■ **Problem**
Each line from the one containing "of the large" to the end of the records should be copied exactly, and no other line.

-- -- --

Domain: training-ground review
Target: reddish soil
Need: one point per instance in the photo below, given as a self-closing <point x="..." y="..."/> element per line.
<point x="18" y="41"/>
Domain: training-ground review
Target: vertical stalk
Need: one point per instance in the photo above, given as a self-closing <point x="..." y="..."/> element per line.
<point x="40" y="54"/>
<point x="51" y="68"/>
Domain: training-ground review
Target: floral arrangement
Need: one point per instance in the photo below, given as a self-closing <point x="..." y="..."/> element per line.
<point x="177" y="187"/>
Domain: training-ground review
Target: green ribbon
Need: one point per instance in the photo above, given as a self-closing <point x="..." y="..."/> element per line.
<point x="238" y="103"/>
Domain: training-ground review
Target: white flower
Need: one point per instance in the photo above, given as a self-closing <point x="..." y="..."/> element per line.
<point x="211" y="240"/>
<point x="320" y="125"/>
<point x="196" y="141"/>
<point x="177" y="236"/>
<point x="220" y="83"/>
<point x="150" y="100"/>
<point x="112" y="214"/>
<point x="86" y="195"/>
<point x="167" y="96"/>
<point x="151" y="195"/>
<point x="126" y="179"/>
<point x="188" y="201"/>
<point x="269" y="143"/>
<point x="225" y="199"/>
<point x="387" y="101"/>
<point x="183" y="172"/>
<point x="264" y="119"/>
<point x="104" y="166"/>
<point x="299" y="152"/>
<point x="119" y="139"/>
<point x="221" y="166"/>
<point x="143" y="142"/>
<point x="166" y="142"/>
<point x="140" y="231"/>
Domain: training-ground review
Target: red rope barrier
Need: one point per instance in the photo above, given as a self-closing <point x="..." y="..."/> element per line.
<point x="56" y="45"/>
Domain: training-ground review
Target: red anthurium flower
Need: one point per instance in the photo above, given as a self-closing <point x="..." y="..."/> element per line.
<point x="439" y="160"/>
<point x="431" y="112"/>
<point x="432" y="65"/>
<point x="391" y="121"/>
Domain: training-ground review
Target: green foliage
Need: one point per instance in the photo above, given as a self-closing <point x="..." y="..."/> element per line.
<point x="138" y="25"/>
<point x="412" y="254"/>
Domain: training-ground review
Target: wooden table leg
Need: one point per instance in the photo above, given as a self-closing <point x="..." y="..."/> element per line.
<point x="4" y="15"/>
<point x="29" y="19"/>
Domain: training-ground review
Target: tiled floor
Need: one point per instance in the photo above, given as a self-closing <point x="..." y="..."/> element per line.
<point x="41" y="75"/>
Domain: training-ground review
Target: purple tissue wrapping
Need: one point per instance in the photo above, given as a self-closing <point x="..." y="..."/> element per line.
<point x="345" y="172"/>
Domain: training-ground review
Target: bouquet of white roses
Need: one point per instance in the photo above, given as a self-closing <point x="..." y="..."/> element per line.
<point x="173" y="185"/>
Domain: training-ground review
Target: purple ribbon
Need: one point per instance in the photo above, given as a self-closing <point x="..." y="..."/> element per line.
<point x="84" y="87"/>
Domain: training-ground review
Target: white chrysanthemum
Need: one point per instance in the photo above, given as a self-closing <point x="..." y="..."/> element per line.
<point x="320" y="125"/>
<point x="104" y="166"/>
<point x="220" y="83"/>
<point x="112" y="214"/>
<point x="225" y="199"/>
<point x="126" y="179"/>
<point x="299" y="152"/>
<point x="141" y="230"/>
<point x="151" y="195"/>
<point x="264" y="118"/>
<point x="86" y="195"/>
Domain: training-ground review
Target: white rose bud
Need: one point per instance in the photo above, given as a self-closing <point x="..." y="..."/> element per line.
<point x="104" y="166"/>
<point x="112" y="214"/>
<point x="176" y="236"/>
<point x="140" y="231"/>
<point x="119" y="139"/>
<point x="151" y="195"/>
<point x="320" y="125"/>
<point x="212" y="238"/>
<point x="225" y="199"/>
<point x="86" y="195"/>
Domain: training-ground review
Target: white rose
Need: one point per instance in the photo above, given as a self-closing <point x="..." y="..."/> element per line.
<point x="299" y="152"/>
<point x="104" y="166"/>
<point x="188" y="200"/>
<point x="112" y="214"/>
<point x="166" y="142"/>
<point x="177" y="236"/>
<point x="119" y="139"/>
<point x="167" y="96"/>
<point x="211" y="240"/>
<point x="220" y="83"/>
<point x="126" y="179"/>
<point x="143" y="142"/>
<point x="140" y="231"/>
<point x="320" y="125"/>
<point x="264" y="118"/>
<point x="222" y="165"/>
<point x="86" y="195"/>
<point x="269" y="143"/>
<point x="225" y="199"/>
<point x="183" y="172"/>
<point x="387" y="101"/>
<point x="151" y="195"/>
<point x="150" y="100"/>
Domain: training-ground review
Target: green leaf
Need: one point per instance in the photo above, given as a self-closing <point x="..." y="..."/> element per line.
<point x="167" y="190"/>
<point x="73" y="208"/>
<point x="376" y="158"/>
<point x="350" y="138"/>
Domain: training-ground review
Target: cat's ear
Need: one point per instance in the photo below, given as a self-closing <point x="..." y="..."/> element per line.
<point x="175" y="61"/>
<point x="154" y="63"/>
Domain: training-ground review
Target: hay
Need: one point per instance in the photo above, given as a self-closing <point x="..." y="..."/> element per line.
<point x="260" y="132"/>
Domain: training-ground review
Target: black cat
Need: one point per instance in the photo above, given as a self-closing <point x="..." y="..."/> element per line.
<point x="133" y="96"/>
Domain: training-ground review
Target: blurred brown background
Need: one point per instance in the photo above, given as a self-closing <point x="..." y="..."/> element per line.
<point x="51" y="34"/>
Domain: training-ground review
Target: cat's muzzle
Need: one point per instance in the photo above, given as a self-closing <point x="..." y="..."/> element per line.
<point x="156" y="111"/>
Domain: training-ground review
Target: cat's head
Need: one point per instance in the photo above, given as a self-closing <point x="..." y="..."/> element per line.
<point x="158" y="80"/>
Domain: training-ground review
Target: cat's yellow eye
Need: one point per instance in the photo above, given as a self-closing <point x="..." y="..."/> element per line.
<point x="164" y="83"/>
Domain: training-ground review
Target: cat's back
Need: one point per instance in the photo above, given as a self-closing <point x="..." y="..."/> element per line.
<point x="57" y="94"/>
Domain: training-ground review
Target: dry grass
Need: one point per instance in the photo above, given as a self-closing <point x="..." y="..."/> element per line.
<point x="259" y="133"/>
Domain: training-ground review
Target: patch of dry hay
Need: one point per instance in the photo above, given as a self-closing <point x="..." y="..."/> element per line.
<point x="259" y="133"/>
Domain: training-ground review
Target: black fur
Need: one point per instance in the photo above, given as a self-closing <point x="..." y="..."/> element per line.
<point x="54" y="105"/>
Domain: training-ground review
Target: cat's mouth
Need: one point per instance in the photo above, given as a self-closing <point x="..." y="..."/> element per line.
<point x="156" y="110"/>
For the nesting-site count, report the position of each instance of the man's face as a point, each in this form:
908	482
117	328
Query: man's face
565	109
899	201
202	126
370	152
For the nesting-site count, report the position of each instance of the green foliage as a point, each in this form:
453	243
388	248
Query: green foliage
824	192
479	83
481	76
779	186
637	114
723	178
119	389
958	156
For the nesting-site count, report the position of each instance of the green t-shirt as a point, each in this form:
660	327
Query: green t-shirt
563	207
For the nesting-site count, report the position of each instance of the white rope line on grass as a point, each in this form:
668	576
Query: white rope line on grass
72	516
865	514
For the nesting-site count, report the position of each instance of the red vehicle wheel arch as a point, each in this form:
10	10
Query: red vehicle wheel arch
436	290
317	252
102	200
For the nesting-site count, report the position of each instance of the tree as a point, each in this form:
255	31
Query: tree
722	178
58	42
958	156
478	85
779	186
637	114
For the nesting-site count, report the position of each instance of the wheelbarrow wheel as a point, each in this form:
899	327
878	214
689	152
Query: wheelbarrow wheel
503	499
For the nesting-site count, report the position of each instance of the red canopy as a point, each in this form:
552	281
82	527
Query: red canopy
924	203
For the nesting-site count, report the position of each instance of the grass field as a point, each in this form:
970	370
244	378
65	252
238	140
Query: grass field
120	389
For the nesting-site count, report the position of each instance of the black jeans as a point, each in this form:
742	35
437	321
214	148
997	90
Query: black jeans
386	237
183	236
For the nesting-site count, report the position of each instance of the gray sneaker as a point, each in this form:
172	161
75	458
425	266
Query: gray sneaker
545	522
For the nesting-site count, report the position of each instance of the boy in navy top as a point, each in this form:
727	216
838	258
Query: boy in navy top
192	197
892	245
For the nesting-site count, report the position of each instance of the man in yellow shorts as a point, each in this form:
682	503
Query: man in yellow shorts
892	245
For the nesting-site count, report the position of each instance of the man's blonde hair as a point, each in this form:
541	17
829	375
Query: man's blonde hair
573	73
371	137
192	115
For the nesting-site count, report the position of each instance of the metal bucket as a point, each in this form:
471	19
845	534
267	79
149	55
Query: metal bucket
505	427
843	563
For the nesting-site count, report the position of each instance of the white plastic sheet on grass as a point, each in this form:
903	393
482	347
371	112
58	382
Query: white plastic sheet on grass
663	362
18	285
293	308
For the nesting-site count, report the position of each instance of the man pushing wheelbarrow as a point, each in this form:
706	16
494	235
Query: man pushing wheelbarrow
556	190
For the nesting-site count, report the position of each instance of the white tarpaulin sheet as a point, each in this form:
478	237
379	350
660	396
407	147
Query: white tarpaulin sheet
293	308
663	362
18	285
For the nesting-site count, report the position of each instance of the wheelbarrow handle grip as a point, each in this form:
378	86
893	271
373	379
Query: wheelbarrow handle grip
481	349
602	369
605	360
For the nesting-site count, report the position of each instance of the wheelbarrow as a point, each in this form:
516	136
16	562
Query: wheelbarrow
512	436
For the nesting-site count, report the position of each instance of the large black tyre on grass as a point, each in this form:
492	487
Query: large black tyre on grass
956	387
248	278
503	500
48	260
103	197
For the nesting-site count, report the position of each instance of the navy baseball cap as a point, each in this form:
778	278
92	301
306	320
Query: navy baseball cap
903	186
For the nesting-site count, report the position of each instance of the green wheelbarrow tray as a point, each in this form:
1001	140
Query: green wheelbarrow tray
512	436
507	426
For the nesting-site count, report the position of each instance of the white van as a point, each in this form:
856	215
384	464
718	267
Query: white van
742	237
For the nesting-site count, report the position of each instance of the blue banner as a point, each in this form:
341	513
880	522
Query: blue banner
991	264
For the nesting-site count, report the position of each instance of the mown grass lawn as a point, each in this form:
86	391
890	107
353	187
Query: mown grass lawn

-- -- --

■ **Reply**
For the nesting-site count, report the position of each instance of the large black tyre on grass as a point, each in this form:
492	487
Query: large black tyre on grass
956	387
248	278
503	500
48	260
103	197
For the nesting-site count, report the position of each instance of the navy baseball cap as a point, each in this form:
778	278
92	301
306	320
Query: navy baseball cap
903	186
For the nesting-site count, report the position of each instance of the green wheelbarrow tray as a point, each in this form:
1001	140
Query: green wheelbarrow tray
512	436
507	426
For the nesting-site count, report the position of each instance of the white van as a point, each in this form:
856	215
384	464
718	267
Query: white van
742	237
For the nesting-site count, report the position of each instance of the blue banner as a point, each in this form:
341	513
880	522
Query: blue banner
991	264
For the nesting-site count, report the position of each instance of the mown grass lawn as a point, each in this form:
86	391
890	107
353	187
Query: mown grass lawn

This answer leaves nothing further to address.